══ RECORDS FOR THE TASK

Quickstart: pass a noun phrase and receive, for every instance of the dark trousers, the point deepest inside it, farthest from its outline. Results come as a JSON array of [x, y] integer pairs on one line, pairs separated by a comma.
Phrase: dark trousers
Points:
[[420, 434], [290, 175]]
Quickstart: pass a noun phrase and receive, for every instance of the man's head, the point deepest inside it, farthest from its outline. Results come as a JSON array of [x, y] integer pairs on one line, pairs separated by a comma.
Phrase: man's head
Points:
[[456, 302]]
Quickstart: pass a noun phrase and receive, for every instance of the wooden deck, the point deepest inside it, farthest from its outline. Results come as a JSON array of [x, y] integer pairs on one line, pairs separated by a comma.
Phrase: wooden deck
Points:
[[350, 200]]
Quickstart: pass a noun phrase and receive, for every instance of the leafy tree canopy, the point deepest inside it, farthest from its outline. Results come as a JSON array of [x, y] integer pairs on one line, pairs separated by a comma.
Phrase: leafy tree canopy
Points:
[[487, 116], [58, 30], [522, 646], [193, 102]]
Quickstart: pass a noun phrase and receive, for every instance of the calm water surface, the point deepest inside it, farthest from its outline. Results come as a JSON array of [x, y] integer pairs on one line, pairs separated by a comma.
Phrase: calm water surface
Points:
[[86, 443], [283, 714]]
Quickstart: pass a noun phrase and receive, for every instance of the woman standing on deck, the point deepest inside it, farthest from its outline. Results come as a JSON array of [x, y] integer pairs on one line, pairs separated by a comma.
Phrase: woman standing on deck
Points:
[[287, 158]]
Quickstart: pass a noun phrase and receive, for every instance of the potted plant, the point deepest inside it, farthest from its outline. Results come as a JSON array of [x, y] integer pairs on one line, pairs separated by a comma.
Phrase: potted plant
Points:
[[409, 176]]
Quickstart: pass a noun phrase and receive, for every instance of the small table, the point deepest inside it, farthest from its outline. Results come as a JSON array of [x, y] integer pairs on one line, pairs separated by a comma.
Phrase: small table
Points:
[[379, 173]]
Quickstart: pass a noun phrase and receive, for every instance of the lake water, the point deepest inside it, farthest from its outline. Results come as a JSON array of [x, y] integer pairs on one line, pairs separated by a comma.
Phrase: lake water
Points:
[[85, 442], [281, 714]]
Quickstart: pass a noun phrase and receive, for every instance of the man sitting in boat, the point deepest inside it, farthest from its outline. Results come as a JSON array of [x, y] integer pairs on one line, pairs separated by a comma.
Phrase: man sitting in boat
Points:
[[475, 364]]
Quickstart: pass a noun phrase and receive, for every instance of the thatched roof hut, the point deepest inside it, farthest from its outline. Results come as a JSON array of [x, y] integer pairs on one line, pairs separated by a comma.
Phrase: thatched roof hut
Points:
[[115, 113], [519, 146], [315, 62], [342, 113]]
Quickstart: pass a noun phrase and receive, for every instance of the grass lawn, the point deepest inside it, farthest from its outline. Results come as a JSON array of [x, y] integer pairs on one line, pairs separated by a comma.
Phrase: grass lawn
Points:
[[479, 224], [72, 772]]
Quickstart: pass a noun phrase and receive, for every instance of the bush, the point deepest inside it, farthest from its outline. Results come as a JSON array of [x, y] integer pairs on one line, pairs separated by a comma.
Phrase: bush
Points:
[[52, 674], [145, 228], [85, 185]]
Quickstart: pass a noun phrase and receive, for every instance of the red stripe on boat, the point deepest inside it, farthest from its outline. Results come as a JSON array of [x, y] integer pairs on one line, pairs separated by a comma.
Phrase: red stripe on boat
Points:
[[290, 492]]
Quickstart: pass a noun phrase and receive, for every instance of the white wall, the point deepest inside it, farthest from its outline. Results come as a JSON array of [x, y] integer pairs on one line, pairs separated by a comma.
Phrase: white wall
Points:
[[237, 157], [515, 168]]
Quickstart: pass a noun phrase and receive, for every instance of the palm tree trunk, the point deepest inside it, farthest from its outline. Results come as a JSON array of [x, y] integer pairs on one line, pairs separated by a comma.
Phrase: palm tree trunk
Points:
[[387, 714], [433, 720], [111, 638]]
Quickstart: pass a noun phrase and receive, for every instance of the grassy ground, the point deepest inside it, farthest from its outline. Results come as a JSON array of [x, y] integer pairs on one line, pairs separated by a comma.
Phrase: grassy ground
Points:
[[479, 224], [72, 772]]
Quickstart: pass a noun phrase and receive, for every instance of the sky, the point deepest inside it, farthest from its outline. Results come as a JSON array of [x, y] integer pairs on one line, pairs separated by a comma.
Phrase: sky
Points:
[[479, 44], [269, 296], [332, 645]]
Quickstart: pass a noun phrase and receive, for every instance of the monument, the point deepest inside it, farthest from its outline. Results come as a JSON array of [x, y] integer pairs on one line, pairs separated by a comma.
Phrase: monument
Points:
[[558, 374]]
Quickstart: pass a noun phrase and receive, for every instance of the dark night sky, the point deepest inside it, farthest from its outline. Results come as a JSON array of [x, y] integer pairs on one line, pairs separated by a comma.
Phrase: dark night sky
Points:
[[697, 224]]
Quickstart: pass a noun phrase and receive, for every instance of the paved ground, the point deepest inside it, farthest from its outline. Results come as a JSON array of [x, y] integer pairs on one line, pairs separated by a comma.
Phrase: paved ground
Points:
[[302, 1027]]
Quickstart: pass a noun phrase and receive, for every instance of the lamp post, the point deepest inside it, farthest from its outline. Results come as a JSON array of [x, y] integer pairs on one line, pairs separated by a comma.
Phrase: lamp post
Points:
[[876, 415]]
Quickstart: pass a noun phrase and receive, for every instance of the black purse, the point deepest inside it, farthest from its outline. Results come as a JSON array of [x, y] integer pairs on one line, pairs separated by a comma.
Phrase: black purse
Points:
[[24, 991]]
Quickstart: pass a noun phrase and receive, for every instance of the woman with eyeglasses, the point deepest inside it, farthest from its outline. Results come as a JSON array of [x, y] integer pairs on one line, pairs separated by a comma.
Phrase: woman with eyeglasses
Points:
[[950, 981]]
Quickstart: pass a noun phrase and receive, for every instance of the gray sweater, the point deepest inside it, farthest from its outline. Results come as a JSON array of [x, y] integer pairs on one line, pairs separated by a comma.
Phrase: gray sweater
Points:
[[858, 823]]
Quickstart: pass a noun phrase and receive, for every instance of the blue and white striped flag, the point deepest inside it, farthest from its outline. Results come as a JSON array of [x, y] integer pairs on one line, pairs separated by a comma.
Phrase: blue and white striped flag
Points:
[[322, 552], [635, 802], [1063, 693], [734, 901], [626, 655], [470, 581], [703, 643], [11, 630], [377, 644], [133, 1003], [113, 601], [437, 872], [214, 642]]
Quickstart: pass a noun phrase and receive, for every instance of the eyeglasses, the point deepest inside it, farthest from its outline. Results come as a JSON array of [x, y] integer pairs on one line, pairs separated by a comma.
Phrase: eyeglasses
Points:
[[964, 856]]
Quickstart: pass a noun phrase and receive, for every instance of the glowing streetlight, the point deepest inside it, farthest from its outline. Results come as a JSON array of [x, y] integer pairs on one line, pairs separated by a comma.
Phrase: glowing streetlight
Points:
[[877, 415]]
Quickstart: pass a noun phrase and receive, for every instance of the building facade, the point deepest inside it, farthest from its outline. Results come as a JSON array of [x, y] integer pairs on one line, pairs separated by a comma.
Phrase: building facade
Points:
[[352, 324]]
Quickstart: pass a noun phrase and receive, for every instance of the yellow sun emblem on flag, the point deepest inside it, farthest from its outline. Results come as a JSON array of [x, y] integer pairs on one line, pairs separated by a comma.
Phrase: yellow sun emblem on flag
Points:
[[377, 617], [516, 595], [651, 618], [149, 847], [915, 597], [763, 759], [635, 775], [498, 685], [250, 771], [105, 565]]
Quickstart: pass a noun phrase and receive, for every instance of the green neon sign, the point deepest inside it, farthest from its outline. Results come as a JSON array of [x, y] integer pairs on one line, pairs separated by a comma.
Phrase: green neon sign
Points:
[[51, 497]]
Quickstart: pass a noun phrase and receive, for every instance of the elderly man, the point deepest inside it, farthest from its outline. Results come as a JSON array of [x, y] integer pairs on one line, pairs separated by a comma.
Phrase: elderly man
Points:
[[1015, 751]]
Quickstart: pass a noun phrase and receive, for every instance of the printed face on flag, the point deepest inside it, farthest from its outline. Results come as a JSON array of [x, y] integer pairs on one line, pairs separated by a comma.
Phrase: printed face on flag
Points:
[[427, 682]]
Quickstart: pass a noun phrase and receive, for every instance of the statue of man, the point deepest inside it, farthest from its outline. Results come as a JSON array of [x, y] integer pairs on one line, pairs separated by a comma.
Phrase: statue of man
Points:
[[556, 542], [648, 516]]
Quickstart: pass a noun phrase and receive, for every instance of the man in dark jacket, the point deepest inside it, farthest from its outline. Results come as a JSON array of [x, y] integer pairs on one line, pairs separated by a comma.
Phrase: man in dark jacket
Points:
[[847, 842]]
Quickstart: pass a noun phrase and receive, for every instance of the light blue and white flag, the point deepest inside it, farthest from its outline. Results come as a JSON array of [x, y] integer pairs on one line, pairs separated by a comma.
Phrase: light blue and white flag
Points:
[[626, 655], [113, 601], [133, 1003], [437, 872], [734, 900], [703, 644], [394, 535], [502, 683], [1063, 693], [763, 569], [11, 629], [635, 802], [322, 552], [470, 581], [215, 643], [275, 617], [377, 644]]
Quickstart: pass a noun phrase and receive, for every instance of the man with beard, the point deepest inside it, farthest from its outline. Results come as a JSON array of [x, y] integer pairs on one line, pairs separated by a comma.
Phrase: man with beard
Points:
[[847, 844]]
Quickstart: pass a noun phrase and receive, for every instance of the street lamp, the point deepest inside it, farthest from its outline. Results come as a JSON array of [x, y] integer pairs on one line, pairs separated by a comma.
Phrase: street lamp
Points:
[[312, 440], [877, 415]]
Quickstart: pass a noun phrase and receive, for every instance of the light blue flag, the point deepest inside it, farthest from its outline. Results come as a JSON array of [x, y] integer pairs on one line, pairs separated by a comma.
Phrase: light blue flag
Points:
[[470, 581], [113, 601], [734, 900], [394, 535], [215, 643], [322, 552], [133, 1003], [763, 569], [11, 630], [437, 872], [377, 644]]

════

WHAT TO WORK ON — Among the lines of the data above, find those with the word "streetlight" and show them.

WORKED SOLUTION —
Quickstart: pass a noun phrase and receive, for every instance of the glowing streetlight, the point deepest inside it, farthest from its outline. Results come as a JSON array of [x, y] integer pairs on one line, pairs separated by a comma.
Phrase: glowing streetlight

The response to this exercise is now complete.